Annotation records:
-----

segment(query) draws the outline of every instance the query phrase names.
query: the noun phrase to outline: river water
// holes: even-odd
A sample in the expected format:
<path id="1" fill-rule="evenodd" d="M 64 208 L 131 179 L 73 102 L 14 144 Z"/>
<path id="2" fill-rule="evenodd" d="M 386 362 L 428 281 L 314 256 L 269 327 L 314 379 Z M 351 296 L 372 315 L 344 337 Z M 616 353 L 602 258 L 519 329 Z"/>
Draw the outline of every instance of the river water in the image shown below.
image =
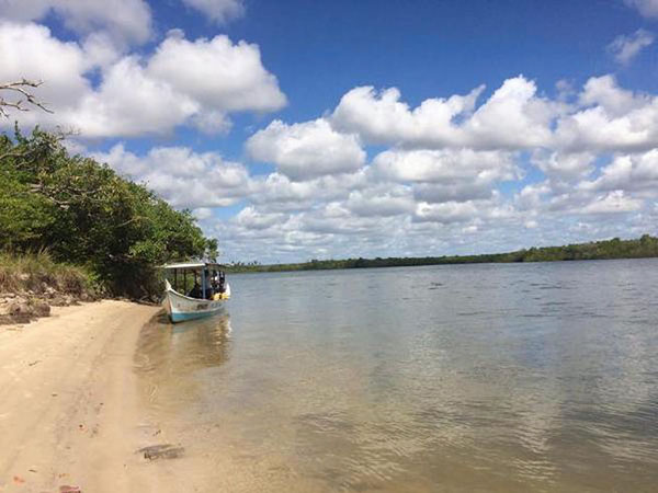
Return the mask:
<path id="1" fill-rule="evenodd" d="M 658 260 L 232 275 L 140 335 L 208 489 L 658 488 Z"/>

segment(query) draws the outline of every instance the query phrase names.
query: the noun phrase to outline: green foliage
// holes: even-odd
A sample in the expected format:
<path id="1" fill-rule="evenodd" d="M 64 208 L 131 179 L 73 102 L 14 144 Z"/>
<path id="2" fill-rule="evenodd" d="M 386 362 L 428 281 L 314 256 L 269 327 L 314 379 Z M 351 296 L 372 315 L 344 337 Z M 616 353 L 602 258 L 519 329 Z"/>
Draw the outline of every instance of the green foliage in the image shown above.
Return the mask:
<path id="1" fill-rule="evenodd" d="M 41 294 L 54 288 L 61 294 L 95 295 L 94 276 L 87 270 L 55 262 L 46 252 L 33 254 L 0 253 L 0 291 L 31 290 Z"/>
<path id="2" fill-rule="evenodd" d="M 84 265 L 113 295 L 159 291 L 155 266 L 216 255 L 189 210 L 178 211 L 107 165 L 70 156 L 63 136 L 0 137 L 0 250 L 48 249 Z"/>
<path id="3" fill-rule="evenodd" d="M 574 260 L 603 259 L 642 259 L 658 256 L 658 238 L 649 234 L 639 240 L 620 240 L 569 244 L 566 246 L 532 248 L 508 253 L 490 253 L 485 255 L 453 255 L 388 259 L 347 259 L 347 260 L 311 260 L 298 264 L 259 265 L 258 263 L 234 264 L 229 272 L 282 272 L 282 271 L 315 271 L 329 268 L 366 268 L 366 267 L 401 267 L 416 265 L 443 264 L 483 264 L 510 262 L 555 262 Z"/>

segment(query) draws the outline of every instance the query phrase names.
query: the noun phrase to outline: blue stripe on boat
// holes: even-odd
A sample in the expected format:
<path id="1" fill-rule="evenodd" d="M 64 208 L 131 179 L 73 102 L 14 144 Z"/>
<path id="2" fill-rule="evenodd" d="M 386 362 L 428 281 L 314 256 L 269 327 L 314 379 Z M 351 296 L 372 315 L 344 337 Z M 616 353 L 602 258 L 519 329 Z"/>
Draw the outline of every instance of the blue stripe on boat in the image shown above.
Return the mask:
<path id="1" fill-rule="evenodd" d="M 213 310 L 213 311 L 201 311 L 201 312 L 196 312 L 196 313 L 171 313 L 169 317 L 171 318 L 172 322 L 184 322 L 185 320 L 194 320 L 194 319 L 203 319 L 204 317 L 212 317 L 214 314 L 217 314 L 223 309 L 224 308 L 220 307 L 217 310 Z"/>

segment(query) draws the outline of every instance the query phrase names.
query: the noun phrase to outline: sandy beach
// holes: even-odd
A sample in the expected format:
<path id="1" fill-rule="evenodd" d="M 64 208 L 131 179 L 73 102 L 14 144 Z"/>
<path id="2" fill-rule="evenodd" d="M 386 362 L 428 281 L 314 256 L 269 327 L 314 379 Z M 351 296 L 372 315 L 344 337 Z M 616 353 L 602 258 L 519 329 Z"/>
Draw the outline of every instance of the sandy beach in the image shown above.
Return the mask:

-----

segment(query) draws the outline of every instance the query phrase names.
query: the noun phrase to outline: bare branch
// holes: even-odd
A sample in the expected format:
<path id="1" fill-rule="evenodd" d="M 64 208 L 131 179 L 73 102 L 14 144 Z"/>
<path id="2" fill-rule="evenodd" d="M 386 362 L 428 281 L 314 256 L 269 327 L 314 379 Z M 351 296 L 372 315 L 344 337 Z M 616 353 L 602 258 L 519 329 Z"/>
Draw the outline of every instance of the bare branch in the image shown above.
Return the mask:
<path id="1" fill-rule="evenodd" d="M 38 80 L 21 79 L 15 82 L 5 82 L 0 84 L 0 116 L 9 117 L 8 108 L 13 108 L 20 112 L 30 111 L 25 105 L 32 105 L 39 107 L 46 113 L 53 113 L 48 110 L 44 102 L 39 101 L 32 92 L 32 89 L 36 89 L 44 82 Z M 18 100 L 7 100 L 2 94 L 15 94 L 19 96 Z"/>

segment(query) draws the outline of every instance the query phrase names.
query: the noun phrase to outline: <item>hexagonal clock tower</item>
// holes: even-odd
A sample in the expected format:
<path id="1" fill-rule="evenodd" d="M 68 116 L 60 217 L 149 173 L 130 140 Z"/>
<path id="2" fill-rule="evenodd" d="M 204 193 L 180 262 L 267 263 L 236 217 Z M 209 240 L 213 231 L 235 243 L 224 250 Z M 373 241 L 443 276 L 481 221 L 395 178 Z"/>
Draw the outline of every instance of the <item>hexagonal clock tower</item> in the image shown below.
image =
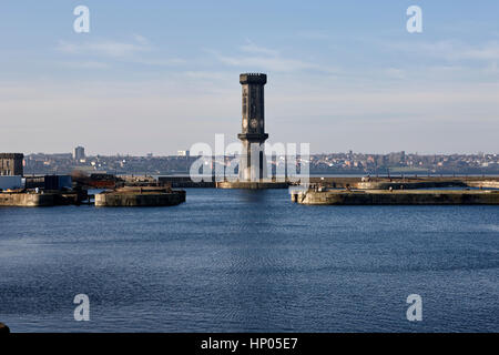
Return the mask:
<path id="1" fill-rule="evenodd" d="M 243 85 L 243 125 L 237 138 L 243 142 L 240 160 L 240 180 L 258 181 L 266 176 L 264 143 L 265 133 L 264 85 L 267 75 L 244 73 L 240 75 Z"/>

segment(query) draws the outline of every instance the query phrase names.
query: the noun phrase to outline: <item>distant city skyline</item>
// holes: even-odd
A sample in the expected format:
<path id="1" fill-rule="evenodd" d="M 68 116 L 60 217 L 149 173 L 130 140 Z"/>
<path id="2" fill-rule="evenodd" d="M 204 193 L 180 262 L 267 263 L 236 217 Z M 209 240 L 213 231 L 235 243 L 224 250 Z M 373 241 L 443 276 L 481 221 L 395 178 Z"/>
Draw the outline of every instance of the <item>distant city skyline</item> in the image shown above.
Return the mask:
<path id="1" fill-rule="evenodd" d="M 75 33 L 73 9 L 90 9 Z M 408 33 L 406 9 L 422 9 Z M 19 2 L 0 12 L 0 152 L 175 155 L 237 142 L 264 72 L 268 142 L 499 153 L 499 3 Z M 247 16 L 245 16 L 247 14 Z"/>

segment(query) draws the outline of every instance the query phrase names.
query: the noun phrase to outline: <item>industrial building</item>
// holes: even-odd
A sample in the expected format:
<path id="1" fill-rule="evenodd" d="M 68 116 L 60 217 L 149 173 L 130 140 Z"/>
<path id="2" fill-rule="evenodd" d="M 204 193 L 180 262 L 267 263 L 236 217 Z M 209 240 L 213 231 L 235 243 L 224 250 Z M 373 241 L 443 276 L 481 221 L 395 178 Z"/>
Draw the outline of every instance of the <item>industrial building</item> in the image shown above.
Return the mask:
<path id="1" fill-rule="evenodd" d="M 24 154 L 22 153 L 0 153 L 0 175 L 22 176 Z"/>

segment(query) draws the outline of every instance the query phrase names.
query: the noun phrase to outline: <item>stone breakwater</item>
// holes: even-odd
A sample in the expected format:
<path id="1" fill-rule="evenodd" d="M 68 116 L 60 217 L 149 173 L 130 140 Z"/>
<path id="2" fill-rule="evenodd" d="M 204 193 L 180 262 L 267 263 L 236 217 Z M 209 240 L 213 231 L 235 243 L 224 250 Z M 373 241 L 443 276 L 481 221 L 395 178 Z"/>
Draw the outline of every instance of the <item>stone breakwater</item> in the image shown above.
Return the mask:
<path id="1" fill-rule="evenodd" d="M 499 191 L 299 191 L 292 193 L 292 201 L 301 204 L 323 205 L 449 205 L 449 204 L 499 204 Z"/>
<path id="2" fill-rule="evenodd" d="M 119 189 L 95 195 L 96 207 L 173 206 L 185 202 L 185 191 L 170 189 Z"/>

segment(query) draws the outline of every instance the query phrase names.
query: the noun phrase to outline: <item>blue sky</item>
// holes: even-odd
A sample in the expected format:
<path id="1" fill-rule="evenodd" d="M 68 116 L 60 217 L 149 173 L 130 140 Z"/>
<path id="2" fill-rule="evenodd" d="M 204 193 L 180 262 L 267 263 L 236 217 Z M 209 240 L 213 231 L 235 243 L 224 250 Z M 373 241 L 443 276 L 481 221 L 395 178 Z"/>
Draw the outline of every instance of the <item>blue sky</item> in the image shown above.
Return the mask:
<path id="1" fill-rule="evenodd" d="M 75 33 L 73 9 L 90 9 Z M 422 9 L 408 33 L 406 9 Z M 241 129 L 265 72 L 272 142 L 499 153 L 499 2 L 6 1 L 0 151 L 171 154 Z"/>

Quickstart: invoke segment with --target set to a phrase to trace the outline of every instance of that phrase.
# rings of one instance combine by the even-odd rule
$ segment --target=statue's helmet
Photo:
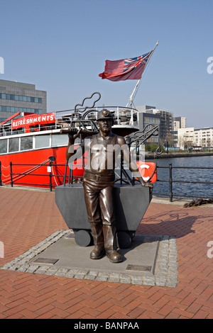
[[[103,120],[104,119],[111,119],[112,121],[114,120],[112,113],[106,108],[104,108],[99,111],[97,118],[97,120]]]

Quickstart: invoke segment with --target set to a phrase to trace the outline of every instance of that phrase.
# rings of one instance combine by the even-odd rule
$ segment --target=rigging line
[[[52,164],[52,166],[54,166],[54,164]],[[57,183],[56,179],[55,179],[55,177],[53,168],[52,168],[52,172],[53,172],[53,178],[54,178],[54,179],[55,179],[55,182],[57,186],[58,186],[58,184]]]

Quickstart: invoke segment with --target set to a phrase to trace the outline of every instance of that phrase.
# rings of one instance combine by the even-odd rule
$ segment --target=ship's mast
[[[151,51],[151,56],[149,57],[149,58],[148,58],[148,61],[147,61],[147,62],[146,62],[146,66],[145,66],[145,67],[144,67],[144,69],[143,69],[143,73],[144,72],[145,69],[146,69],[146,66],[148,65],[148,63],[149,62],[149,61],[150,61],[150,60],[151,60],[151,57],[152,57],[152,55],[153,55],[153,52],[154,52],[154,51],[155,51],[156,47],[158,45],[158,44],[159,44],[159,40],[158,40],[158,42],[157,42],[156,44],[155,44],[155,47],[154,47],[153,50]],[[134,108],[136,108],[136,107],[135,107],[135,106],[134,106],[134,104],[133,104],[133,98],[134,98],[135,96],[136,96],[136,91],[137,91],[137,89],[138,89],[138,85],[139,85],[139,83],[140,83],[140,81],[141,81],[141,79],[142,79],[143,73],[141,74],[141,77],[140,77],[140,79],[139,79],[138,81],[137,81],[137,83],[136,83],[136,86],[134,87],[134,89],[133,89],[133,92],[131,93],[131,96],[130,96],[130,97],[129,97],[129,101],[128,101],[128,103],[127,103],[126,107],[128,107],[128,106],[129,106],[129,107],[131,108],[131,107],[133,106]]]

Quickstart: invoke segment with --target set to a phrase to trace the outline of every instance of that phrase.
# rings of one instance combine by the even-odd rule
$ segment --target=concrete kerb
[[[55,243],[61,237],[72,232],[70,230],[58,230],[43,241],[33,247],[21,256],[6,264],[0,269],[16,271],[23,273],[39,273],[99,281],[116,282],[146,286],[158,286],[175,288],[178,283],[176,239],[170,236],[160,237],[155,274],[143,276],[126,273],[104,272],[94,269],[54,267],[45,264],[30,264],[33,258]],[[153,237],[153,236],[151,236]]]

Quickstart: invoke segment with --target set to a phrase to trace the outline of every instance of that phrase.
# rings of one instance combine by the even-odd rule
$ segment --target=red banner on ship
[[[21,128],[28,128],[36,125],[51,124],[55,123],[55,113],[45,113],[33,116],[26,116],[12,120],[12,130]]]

-----

**Aim**.
Which lines of the items above contain the string "below"? Locate each one and copy it in full.

**Written response**.
Draw the outline of every instance of the river water in the image shown below.
Draw the outline of every instance of the <item>hexagonal clock tower</item> in the image shown below.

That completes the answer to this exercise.